- **Text shown**:
>>>
Joint Exercise Garuda Shield 2015 between the Indonesian Army and the United States Army officially began and was opened in a military ceremony at the Kostrad Training Area, Gunung Sentul, Sukabumi, 20 August 2015. Acting as the Inspector of the Ceremony was the Chief of Staff, 1st Infantry Division, Kostrad, Brigadier General Agus Suhardi and Deputy Commander of the 25th Infantry Division USARPAC Brig. General Gary Brito. The exercise also attended by Maj. General Edward F. Dorman III, commander, 8th Theater Sustainment Command for U.S. Army Pacific.

The Garuda Shield 2015 was carried out from 20 to 28 August 2015, involving 830 soldiers from both countries consisting of 380 Indonesian Army soldiers from the 328th Infantry Battalion (Yonif Linud-328/17/1), Kostrad 1st Infantry Division and 450 United States Army soldiers from the 25th Infantry Division for USARPAC. The exercise consist of Medical/Tactical Combat Casualty Care, Combat Patrol, marksmanship, Military Operations in Urban Terrain, Close Quarter Battle (CQB), Swamp Forest Patrol, and jungle and sea survival.
<<<
- **Data items**:
>>>
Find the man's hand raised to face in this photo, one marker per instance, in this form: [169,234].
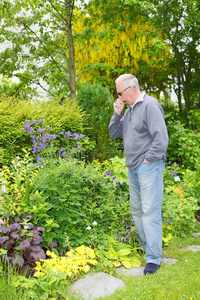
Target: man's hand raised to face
[118,106]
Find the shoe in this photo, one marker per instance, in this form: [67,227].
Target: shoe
[151,268]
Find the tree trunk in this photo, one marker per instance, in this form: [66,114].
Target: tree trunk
[178,93]
[187,99]
[72,79]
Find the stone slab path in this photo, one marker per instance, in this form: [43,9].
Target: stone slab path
[93,286]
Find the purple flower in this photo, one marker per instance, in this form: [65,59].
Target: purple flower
[40,130]
[53,136]
[68,133]
[76,136]
[63,153]
[79,147]
[3,188]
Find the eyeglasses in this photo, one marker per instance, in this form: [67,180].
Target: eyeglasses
[120,93]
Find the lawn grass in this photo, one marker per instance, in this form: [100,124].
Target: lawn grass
[180,281]
[171,282]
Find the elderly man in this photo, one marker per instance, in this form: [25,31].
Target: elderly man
[145,140]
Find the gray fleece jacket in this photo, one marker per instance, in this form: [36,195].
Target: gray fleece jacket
[144,132]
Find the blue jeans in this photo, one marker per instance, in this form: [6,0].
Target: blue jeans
[146,198]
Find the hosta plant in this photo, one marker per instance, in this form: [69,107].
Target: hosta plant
[21,240]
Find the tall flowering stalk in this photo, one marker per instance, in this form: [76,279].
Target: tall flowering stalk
[44,141]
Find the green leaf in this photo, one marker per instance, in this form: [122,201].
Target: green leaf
[112,254]
[116,263]
[45,286]
[124,252]
[135,262]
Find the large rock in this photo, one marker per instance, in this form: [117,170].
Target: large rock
[93,286]
[139,271]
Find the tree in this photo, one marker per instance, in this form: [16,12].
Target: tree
[42,50]
[122,41]
[180,22]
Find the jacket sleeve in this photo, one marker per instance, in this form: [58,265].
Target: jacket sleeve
[158,130]
[116,126]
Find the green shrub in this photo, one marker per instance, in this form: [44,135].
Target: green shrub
[180,200]
[85,207]
[98,103]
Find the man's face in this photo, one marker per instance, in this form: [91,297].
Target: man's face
[125,94]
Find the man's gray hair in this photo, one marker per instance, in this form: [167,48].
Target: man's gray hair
[128,80]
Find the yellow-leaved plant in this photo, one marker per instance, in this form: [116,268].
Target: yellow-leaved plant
[123,47]
[72,264]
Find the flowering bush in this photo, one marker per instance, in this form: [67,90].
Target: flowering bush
[45,144]
[72,264]
[180,200]
[78,197]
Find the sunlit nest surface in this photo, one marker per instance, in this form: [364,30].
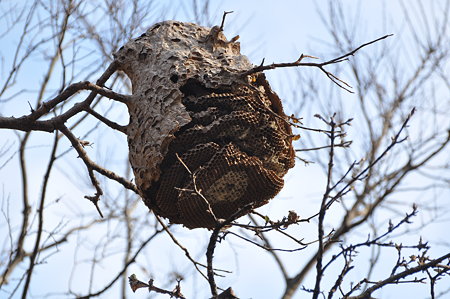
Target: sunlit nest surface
[204,139]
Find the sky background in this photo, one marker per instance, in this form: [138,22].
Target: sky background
[276,31]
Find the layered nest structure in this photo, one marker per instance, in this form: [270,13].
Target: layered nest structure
[205,139]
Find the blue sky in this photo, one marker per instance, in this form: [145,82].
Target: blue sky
[277,31]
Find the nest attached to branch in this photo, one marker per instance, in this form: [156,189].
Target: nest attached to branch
[205,139]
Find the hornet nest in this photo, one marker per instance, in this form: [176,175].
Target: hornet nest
[206,139]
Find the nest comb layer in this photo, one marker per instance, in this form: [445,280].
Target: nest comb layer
[204,140]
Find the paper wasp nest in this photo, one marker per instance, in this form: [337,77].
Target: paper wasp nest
[191,99]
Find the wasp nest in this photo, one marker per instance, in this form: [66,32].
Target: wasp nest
[204,139]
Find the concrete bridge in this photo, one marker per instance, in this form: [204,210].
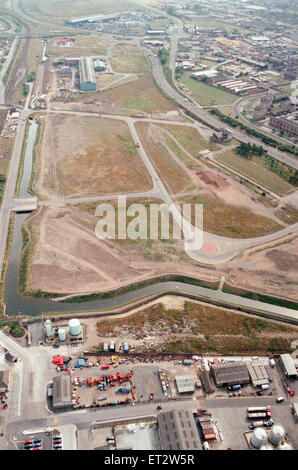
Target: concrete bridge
[25,204]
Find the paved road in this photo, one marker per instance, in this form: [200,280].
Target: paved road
[201,114]
[12,178]
[236,107]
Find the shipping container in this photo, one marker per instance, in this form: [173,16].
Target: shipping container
[253,409]
[257,415]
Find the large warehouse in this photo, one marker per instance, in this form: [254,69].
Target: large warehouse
[288,365]
[87,75]
[177,430]
[61,392]
[230,373]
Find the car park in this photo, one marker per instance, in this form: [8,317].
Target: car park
[268,423]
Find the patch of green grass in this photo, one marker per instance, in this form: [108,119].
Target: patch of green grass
[254,172]
[207,95]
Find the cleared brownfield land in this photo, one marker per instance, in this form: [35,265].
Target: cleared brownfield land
[87,156]
[140,95]
[178,326]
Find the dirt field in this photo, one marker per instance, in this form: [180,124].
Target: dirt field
[255,172]
[173,324]
[101,159]
[127,58]
[83,46]
[229,210]
[68,258]
[140,95]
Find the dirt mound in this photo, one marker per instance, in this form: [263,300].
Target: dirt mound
[211,179]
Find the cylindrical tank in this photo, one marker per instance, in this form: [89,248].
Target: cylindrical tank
[265,387]
[285,446]
[258,438]
[276,435]
[48,328]
[62,334]
[74,327]
[266,447]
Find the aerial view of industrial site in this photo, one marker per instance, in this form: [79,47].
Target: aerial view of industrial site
[149,229]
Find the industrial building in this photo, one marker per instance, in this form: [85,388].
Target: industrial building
[177,430]
[288,366]
[93,18]
[87,75]
[284,124]
[230,373]
[294,407]
[61,392]
[258,373]
[99,65]
[185,384]
[4,380]
[206,382]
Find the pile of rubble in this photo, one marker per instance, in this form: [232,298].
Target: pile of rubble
[11,124]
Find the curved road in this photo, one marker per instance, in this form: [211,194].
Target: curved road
[236,107]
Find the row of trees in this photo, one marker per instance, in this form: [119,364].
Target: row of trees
[163,55]
[280,169]
[248,150]
[249,131]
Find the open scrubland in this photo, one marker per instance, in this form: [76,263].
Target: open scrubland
[207,95]
[255,172]
[58,11]
[174,325]
[102,159]
[228,209]
[83,46]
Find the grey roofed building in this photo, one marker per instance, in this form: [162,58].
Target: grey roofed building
[229,373]
[206,382]
[295,410]
[288,365]
[4,379]
[177,430]
[62,392]
[87,75]
[185,384]
[258,373]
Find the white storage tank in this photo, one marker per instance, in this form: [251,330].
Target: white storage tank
[285,446]
[62,334]
[266,447]
[265,387]
[48,328]
[276,434]
[258,438]
[74,327]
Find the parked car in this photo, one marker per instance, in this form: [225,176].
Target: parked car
[268,423]
[279,399]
<<<
- **Exercises to complete**:
1. Using the Garuda Shield 2015 text above, decide whether each statement agrees with it. Answer yes or no for each, and quote the deciding words. (a) The exercise ran from 20 to 28 August 2015. (b) The United States Army sent more soldiers than the Indonesian Army. (c) Brig. General Gary Brito was Deputy Commander of the 8th Theater Sustainment Command.
2. Print the portion of the Garuda Shield 2015 text between "The Garuda Shield" and "and sea survival.", inclusive.

- **Responses for each task**:
1.
(a) Yes: "The Garuda Shield 2015 was carried out from 20 to 28 August 2015"
(b) Yes: "380 Indonesian Army soldiers" and "450 United States Army soldiers"
(c) No: "Deputy Commander of the 25th Infantry Division USARPAC Brig. General Gary Brito"

2.
The Garuda Shield 2015 was carried out from 20 to 28 August 2015, involving 830 soldiers from both countries consisting of 380 Indonesian Army soldiers from the 328th Infantry Battalion (Yonif Linud-328/17/1), Kostrad 1st Infantry Division and 450 United States Army soldiers from the 25th Infantry Division for USARPAC. The exercise consist of Medical/Tactical Combat Casualty Care, Combat Patrol, marksmanship, Military Operations in Urban Terrain, Close Quarter Battle (CQB), Swamp Forest Patrol, and jungle and sea survival.